-- Recorded data start --
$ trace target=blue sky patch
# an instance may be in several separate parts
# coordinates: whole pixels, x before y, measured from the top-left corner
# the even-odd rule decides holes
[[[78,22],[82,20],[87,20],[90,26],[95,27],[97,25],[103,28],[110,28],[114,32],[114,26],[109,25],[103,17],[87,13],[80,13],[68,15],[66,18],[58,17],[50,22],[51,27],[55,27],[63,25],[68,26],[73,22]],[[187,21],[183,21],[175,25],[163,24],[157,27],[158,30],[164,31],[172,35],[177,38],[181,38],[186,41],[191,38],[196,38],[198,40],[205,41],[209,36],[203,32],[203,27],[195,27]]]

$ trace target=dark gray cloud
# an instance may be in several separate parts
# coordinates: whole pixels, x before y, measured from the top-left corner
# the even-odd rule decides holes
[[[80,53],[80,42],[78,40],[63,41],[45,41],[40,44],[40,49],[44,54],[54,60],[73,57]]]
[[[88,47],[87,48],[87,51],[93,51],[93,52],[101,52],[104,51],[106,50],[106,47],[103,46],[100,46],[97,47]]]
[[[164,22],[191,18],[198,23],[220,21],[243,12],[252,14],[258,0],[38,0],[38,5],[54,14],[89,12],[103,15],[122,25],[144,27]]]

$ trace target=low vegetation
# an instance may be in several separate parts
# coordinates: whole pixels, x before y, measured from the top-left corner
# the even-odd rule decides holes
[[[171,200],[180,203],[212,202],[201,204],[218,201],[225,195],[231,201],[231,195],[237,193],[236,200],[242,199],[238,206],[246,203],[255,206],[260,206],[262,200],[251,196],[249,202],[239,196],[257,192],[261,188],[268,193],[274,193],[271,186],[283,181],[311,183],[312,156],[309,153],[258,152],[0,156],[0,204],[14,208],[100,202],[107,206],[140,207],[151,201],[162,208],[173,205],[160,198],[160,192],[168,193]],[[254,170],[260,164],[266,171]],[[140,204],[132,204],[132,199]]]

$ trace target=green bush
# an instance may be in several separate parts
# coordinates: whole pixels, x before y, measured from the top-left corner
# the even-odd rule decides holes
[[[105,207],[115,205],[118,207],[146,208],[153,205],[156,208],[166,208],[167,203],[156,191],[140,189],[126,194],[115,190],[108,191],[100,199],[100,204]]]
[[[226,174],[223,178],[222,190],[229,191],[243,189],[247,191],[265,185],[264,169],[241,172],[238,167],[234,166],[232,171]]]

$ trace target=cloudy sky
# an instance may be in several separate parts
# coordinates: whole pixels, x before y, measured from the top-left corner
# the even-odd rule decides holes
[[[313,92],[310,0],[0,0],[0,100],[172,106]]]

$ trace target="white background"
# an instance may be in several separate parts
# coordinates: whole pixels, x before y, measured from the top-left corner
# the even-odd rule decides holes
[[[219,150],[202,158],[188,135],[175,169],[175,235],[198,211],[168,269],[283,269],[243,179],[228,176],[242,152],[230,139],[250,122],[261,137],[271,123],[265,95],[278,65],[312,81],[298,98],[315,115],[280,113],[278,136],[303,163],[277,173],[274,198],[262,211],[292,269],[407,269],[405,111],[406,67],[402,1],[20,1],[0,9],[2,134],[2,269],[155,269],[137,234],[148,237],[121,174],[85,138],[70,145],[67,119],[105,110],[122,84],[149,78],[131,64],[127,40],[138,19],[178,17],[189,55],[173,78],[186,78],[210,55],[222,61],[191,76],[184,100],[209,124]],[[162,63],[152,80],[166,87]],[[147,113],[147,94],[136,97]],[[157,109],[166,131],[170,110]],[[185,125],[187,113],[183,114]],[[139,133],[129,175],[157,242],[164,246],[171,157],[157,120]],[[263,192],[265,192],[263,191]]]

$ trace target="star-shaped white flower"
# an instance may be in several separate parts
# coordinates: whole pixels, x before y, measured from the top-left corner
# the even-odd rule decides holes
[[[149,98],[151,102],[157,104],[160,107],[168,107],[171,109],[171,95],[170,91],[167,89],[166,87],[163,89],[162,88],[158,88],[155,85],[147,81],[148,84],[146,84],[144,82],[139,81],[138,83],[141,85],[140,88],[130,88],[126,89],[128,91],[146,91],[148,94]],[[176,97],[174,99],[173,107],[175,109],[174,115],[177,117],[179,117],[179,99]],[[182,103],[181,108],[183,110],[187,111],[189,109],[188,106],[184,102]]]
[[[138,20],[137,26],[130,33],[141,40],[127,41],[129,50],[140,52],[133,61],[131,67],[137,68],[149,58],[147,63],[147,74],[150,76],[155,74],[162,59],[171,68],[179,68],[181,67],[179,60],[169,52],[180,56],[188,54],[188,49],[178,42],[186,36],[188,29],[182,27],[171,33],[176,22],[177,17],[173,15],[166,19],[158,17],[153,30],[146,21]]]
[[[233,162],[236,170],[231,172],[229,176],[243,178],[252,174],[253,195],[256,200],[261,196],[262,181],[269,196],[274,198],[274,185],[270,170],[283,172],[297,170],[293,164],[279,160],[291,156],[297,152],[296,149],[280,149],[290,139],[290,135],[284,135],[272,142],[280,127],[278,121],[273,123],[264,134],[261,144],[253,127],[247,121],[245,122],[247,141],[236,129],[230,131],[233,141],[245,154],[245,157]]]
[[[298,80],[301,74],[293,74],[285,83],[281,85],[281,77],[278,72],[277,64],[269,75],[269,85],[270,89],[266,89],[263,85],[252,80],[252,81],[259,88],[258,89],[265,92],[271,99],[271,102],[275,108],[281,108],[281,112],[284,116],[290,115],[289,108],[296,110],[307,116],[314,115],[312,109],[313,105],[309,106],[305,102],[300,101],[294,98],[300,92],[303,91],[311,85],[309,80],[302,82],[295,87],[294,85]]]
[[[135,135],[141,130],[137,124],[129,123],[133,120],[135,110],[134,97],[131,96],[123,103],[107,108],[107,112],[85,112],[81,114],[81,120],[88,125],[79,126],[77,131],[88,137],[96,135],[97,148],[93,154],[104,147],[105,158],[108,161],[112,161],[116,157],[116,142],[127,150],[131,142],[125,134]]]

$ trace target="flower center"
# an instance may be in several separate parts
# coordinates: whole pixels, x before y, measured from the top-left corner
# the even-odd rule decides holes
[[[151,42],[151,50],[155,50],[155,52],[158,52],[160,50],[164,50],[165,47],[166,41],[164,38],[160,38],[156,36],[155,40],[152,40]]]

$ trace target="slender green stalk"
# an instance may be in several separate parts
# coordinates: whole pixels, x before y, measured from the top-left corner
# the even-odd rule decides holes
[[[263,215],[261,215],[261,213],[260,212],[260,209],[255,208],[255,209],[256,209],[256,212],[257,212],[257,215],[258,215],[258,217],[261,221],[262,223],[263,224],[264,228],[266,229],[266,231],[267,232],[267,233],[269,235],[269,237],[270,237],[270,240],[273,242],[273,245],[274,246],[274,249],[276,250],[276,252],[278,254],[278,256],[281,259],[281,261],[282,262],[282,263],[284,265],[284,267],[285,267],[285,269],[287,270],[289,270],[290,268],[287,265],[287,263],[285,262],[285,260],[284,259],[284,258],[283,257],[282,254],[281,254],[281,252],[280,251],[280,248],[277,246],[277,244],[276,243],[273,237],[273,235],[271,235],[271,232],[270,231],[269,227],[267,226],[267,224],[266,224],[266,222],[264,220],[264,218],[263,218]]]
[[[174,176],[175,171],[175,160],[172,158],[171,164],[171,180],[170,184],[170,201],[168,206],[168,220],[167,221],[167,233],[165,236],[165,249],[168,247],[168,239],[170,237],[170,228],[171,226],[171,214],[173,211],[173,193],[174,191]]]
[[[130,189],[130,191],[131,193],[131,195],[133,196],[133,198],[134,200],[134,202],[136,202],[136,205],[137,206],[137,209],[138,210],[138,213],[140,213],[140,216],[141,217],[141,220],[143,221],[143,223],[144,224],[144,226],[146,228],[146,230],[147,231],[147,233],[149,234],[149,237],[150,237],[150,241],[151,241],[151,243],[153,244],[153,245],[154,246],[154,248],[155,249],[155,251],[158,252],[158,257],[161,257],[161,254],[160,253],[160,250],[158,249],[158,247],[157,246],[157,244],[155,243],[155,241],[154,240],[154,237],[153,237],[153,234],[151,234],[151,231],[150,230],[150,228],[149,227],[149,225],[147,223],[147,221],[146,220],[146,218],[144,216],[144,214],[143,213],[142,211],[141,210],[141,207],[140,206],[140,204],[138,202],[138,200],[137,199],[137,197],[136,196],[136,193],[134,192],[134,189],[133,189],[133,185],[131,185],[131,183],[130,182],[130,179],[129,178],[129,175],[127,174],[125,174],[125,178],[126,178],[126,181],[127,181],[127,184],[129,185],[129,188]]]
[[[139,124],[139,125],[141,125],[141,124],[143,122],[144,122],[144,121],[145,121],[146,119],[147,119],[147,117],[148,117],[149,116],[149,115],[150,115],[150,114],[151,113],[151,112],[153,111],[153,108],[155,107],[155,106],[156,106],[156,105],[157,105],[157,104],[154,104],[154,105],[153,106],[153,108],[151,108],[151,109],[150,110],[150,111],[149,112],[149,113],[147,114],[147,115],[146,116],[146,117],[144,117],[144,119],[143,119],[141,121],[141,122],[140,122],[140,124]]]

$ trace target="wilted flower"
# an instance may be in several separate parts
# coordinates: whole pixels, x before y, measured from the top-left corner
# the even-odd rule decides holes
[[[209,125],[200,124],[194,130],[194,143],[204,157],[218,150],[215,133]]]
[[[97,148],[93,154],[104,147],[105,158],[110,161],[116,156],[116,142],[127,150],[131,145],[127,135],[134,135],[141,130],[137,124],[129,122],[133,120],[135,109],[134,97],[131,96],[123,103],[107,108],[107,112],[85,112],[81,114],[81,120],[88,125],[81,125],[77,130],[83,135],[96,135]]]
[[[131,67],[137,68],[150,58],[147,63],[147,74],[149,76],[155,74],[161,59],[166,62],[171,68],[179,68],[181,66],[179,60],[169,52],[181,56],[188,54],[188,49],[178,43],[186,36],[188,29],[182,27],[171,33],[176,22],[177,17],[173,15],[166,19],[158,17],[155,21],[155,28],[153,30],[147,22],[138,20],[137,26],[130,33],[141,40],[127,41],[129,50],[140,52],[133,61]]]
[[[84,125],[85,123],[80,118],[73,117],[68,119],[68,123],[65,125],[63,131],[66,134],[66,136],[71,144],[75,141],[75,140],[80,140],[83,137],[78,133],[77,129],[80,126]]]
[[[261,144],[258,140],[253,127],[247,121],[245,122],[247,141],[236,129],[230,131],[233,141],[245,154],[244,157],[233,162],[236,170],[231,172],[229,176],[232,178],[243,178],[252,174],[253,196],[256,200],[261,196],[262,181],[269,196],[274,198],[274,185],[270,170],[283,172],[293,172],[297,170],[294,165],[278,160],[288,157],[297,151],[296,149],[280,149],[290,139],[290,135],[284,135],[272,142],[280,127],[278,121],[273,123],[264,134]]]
-- Recorded data end --
**What you will do**
How many lines of the records contain the word "flower"? Case counts; give only the number.

**Correct answer**
3